Written task.
Recast every one of the items below as a numbered list, omitting any blank lines.

Given data.
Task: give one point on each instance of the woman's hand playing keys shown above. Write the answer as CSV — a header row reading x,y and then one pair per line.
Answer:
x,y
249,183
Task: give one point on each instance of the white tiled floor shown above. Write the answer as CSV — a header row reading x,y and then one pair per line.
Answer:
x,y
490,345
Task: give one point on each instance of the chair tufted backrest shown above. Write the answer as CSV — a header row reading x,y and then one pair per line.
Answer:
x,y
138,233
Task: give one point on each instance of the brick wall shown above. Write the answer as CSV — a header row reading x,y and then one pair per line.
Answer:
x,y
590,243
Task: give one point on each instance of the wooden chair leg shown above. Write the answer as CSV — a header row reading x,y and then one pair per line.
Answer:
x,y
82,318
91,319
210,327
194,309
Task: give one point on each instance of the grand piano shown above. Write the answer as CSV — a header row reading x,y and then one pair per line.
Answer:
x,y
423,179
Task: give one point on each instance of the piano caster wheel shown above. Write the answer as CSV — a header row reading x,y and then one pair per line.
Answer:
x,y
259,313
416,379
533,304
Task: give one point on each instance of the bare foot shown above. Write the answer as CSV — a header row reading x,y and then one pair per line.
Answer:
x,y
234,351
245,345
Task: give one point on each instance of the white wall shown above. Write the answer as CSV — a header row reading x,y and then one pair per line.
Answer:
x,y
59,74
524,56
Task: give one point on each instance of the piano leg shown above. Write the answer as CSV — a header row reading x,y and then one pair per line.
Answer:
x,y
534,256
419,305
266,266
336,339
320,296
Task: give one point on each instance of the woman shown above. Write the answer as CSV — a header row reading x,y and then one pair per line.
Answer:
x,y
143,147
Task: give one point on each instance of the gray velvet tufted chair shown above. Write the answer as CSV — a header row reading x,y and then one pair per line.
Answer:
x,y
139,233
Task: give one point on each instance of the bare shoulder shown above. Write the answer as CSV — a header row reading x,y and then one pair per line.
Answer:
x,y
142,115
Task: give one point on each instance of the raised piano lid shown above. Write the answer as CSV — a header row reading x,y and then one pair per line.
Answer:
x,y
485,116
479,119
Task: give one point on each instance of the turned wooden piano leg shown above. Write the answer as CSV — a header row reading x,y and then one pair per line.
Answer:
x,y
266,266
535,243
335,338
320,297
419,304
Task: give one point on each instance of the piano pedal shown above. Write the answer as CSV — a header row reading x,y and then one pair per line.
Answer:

Written solution.
1. Task: give one point on each instance of the woman's hand playing keys shown above. Write the answer as CSV — a header row reading x,y and then one pair per line.
2. Answer:
3. x,y
4. 249,183
5. Task: give one point on each instance of the white tiled floor shown above. Write the answer as CSV — a header row reading x,y and then one pair per line.
6. Answer:
7. x,y
8. 490,345
9. Task: give one point on each instance of the chair tufted backrest shown above. Write the answer as CSV — a header row reading x,y and then one pair per line.
10. Answer:
11. x,y
12. 138,233
13. Task: give one point on each instance of the brick wall shown above. Write the answer as CSV — a header row reading x,y and then one pair per line.
14. Answer:
15. x,y
16. 590,243
17. Task: give one point on each instance of the wooden chair leg shown above. Write the answer as CSV — a header row reading x,y and then one pair per line.
18. Answer:
19. x,y
20. 82,318
21. 91,319
22. 210,327
23. 194,309
24. Task: give one point on each instance of the grand piano shown above. Write the answer as CSV — a header row reading x,y and then one pair per line.
25. Answer:
26. x,y
27. 423,179
28. Task: give one point on each instance of the piano caster wheel shown above. Write the answer as CSV — a header row reading x,y and then one pair per line.
29. Answer:
30. x,y
31. 259,313
32. 416,379
33. 533,304
34. Task: give one point on each instance of the bare foot shown above. Write the answer as CSV — a header row reading x,y and then one pair per line.
35. Answer:
36. x,y
37. 234,351
38. 245,345
39. Task: give one point on each instance of the white wall shown above. Write the answer as CSV — a header row reading x,y and then one pair per line.
40. Answer:
41. x,y
42. 59,74
43. 524,56
44. Task: give one point on each instance of the piano leg shown above. Write the answer as CSV — a header row reading x,y and then one pair per line.
45. Answer:
46. x,y
47. 534,256
48. 419,305
49. 266,266
50. 336,339
51. 320,296
52. Task: give one point on each instance of the woman shown above. Write the answer as CSV — a header row reading x,y and then one pair per line.
53. Answer:
54. x,y
55. 143,147
56. Task: give one point on each instance of the gray velvet tufted chair shown above. Write the answer as CSV — a header row reading x,y and then one pair per line.
57. Answer:
58. x,y
59. 139,233
60. Task: give one point on each instance of the bare shoulder shown above. Write the answer as CSV — a header row reading x,y and then one pair per line.
61. Answer:
62. x,y
63. 142,115
64. Task: give one point on each instance of the raised piano lid shown above. Write the answer as CSV — a header row reading x,y and then one pair per line.
65. Answer:
66. x,y
67. 485,116
68. 479,119
69. Task: give one point on each instance of the turned wooden piano leg shown above. Write the answer as CSV — a header row reading x,y and then one pair per line.
70. Answer:
71. x,y
72. 266,266
73. 535,243
74. 335,338
75. 320,297
76. 419,304
77. Task: give one point on each instance of the piano pedal shown above. Write the answer as CSV — a header row reading x,y and then one pair per line.
78. Answer:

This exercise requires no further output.